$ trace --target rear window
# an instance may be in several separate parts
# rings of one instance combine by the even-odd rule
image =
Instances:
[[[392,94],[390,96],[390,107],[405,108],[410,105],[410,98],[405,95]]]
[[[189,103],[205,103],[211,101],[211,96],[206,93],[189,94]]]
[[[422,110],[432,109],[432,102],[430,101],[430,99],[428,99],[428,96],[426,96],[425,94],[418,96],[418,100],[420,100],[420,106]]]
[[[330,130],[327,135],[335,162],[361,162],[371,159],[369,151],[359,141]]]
• • •
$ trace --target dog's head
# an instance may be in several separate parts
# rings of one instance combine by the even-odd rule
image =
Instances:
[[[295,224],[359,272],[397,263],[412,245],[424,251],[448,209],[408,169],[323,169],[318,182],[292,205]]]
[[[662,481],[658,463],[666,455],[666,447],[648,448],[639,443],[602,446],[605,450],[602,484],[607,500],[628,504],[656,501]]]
• • •
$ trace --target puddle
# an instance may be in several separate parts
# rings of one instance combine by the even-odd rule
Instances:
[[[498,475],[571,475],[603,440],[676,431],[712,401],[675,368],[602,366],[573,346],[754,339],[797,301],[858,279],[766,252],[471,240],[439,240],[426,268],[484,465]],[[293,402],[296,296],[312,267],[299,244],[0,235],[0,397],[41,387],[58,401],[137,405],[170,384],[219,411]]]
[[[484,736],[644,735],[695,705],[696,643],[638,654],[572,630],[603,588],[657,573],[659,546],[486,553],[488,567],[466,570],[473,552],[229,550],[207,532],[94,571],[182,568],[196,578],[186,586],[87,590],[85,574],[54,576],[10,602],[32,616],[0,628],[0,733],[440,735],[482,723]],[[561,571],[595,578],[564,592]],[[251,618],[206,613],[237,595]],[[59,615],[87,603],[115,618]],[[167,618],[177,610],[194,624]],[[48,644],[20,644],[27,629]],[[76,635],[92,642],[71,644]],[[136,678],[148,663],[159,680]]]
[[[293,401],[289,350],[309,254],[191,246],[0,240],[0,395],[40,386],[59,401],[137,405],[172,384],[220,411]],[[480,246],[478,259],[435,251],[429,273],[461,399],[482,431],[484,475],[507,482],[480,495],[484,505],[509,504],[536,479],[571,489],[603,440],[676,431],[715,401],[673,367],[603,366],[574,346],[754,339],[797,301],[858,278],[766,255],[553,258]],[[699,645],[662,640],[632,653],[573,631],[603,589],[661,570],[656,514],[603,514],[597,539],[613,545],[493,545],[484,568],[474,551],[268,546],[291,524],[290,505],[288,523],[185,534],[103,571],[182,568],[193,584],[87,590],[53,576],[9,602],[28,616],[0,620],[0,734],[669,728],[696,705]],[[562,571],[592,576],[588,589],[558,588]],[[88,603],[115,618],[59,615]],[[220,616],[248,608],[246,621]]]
• • •
TO BE DONE » Find each line in the records above that contains the string "trace" and copy those lines.

ANSWER TO THE EXERCISE »
$ trace --target rear window
$ trace --target dog's head
$ trace --target puddle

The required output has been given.